▶ PROBLEM DESCRIPTION: Emit the line that holds "For every instance of the front" and all lines following it through the end of the data, verbatim, and nothing else.

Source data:
_____

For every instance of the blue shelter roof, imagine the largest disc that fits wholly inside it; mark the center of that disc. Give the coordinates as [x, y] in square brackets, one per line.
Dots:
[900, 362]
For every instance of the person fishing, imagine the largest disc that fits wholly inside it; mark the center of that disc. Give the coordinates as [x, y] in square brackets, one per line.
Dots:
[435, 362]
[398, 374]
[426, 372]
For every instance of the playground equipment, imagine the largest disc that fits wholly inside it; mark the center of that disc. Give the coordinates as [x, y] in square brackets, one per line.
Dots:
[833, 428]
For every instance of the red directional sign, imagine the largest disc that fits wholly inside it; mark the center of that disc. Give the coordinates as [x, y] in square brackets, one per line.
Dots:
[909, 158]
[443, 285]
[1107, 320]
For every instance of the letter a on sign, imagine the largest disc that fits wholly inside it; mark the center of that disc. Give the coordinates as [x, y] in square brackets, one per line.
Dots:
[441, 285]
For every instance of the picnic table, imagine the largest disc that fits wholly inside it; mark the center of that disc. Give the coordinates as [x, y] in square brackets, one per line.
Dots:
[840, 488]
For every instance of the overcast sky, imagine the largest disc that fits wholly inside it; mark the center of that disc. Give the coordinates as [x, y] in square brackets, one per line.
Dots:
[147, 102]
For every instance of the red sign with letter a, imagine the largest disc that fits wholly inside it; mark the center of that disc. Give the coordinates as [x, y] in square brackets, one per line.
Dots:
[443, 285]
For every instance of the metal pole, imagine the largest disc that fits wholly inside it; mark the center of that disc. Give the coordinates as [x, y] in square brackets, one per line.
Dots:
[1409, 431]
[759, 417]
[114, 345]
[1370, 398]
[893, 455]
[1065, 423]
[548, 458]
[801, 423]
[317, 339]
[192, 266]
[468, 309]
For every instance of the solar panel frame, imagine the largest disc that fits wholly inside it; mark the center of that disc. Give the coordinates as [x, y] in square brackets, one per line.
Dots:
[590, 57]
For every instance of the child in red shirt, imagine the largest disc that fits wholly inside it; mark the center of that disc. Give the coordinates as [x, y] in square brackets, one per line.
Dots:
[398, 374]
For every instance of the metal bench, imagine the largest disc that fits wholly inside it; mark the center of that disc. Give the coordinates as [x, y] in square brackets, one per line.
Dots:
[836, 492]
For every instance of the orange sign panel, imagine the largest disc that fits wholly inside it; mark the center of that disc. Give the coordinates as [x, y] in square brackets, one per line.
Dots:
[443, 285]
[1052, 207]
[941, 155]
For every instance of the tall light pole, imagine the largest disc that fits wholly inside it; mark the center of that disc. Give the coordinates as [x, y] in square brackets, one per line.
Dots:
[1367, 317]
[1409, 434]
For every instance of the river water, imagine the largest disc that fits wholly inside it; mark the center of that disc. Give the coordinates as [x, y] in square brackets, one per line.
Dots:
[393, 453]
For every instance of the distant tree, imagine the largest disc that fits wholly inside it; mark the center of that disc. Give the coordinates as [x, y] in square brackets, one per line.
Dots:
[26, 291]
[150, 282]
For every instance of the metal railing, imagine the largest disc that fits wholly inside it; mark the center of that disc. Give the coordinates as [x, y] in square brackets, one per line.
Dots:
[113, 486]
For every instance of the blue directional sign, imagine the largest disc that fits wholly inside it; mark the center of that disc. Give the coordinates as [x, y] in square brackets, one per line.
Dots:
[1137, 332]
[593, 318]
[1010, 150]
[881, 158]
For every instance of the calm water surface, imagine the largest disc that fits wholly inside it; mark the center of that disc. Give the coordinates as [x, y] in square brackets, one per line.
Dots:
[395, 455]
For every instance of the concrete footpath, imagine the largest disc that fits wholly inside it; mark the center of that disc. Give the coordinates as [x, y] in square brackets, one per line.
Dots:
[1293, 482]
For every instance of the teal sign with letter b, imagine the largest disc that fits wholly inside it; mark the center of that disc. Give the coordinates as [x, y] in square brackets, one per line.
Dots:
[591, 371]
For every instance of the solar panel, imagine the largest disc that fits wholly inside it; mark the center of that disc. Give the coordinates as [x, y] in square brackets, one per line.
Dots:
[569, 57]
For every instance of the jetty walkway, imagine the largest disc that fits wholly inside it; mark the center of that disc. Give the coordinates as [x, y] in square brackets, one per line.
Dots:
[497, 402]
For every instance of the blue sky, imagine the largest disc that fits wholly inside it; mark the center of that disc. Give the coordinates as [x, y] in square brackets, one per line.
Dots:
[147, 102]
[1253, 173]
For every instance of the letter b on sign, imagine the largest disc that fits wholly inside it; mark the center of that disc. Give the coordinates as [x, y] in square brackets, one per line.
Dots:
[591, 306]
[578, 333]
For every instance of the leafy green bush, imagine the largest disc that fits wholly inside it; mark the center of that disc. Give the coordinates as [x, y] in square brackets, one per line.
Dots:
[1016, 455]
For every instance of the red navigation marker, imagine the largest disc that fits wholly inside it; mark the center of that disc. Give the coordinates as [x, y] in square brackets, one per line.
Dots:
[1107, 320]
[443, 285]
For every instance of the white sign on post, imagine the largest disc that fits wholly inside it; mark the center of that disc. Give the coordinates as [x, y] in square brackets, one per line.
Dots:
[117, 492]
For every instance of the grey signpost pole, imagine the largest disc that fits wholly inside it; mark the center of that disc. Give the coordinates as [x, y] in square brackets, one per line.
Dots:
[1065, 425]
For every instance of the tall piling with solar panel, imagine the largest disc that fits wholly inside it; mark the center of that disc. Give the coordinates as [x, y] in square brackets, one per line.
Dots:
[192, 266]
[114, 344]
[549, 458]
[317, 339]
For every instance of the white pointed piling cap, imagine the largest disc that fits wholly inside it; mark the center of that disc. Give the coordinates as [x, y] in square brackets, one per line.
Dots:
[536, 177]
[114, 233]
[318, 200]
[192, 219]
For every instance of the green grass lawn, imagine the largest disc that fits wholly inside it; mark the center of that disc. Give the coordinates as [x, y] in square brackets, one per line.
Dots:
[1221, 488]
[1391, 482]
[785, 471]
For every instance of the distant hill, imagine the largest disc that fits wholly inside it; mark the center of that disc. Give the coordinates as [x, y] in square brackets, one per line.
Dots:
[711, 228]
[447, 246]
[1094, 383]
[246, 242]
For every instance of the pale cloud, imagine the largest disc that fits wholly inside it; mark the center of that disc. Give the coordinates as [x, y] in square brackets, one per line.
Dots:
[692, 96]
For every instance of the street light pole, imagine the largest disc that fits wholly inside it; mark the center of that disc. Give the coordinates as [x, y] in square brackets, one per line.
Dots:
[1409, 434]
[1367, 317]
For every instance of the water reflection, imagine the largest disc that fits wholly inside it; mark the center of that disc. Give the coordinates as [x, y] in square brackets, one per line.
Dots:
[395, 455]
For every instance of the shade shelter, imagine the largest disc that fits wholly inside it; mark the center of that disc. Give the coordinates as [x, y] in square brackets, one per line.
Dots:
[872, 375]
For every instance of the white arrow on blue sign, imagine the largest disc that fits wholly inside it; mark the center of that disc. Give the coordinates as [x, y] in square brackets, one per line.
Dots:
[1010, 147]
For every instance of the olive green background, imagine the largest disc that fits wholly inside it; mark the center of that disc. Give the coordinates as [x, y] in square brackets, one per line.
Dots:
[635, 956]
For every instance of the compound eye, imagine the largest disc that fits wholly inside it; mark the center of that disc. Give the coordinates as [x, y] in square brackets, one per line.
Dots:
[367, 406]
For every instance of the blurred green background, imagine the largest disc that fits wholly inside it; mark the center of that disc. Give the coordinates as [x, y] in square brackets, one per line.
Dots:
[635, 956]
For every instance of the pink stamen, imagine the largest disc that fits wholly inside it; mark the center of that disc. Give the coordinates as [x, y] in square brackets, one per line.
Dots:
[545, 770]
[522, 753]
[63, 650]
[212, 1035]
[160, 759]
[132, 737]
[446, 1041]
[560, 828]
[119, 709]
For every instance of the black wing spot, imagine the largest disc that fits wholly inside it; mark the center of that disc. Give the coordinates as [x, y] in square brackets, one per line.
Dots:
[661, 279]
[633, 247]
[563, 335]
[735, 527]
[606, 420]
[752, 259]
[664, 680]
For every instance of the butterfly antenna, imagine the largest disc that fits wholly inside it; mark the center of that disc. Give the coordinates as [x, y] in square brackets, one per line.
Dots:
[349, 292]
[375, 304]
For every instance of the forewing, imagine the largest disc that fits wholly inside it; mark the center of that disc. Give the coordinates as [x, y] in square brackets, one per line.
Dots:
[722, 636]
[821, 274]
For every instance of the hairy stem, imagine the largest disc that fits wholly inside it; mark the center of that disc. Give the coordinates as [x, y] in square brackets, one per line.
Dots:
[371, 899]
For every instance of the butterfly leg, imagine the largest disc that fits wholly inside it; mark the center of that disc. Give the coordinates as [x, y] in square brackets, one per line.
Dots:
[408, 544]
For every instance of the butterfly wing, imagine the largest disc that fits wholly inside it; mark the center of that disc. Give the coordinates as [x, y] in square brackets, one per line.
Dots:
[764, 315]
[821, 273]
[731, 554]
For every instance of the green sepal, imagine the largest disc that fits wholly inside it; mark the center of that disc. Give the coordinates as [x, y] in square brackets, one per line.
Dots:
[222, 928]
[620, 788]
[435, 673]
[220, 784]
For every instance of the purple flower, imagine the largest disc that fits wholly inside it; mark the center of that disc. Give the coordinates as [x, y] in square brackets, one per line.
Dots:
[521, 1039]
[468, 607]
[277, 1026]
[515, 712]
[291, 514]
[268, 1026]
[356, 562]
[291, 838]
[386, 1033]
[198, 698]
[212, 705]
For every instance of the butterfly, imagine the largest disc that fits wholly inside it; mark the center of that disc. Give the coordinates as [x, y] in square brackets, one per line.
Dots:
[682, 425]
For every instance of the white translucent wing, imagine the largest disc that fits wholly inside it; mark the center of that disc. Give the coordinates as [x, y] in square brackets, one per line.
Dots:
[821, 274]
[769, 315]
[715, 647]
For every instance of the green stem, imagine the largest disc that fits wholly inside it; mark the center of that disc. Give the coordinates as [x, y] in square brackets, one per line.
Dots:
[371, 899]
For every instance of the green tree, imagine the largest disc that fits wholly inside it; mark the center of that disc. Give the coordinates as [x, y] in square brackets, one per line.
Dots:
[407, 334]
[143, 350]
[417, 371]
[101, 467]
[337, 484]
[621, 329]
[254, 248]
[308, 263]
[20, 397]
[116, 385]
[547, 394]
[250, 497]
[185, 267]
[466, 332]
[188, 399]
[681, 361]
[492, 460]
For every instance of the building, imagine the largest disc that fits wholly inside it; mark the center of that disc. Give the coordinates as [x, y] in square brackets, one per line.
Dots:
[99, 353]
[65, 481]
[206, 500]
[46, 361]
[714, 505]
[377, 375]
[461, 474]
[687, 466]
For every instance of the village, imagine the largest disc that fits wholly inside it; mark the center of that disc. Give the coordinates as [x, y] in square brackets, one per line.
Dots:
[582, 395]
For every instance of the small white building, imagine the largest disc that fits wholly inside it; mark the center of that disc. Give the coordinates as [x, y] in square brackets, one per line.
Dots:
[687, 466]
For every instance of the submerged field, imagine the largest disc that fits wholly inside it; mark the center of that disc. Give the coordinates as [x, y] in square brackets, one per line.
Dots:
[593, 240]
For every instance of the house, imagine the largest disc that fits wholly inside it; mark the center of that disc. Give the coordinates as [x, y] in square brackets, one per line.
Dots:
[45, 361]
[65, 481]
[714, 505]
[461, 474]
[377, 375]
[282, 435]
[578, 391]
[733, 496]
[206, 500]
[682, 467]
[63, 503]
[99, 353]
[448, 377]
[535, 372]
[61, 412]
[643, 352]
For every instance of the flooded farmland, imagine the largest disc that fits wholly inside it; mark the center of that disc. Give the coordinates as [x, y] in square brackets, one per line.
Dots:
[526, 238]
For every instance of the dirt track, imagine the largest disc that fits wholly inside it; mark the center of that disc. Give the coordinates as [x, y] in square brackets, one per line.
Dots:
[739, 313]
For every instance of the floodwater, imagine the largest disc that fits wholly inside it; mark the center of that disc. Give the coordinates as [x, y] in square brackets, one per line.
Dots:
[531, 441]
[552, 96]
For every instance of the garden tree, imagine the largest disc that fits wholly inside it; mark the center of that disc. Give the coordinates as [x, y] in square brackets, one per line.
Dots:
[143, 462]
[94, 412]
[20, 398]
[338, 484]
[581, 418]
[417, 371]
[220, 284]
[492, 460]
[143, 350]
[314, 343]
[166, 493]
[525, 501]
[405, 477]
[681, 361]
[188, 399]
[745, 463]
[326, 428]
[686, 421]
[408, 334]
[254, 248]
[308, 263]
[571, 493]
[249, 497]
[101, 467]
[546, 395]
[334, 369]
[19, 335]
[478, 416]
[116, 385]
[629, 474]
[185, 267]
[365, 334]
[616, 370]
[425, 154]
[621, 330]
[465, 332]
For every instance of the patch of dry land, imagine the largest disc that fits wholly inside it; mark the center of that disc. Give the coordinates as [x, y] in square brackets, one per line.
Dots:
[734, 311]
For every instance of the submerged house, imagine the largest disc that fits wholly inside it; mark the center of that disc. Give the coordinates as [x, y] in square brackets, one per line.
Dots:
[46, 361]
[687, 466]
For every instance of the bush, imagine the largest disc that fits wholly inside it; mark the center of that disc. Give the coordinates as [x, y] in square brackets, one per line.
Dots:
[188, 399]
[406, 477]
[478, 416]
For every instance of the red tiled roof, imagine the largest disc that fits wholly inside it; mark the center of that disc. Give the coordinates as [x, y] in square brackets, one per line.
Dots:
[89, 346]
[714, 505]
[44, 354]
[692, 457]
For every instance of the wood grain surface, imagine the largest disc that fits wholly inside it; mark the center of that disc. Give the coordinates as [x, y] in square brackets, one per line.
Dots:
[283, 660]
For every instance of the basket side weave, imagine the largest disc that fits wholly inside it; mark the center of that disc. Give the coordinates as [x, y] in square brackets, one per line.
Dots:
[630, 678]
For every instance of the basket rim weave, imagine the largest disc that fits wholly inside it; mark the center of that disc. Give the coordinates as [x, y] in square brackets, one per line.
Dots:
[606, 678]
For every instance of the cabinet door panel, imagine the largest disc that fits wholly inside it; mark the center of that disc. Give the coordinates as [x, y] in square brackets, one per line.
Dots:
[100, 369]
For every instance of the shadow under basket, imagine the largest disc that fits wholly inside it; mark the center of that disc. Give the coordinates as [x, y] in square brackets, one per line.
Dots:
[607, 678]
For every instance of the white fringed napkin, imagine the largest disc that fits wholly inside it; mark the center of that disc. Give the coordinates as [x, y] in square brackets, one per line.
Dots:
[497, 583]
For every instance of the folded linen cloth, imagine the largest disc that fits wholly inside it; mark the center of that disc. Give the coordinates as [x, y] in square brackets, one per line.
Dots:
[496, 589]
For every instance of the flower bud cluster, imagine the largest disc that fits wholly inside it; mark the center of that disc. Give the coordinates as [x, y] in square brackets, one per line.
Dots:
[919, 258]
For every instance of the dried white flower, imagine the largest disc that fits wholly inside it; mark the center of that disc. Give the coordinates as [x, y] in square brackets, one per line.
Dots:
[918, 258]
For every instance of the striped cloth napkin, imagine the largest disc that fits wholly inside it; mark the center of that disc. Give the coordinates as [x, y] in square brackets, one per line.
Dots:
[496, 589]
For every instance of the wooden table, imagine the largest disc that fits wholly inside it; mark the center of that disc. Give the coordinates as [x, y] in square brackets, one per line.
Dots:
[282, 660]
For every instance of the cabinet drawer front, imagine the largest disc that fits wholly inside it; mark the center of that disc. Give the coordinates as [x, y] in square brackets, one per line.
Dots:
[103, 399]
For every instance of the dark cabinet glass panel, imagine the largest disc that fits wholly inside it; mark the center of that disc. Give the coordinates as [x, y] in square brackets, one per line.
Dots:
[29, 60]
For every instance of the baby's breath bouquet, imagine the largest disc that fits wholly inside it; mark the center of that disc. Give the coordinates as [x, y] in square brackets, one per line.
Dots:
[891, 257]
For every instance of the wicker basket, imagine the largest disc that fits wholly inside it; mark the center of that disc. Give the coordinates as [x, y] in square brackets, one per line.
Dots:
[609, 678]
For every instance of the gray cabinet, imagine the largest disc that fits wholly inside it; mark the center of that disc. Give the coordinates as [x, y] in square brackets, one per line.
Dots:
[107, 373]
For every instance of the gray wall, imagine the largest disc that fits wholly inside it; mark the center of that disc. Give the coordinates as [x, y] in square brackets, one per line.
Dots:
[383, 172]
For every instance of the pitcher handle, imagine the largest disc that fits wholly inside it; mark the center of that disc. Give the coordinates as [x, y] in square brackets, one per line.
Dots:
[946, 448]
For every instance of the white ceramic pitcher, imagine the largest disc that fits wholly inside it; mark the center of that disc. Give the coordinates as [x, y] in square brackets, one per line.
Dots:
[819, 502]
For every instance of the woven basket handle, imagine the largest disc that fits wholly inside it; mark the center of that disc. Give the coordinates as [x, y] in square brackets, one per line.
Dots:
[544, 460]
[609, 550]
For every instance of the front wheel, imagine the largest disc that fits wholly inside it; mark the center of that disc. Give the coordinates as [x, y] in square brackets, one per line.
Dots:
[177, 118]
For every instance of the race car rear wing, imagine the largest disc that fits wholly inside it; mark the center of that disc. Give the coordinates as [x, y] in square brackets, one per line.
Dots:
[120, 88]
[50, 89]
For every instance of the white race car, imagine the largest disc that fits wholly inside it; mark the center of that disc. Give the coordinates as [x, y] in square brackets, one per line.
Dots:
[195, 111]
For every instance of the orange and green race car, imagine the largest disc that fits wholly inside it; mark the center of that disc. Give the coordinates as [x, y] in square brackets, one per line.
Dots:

_____

▶ SOLUTION FOR THIS TASK:
For every instance of the front wheel, imagine the largest disc that fits wholly inside it; mark the center of that disc. Give the coordinates as [x, y] in square brackets, one per line.
Dots:
[177, 118]
For every instance of the race car rear wing, imagine the largest disc that fits wholly inside it; mark the center of that disc. Give the coordinates as [x, y] in square brackets, one per line.
Dots:
[120, 88]
[50, 89]
For every instance of the white race car, imagine the largest disc that fits wholly inside it; mark the center of that disc. Give the coordinates as [x, y] in square brackets, one per line.
Dots:
[195, 111]
For every instance of the orange and green race car, imagine the largest disc that fits wholly inside it; mark the center of that disc. Give the coordinates as [x, y] in square brackets, one per line.
Dots:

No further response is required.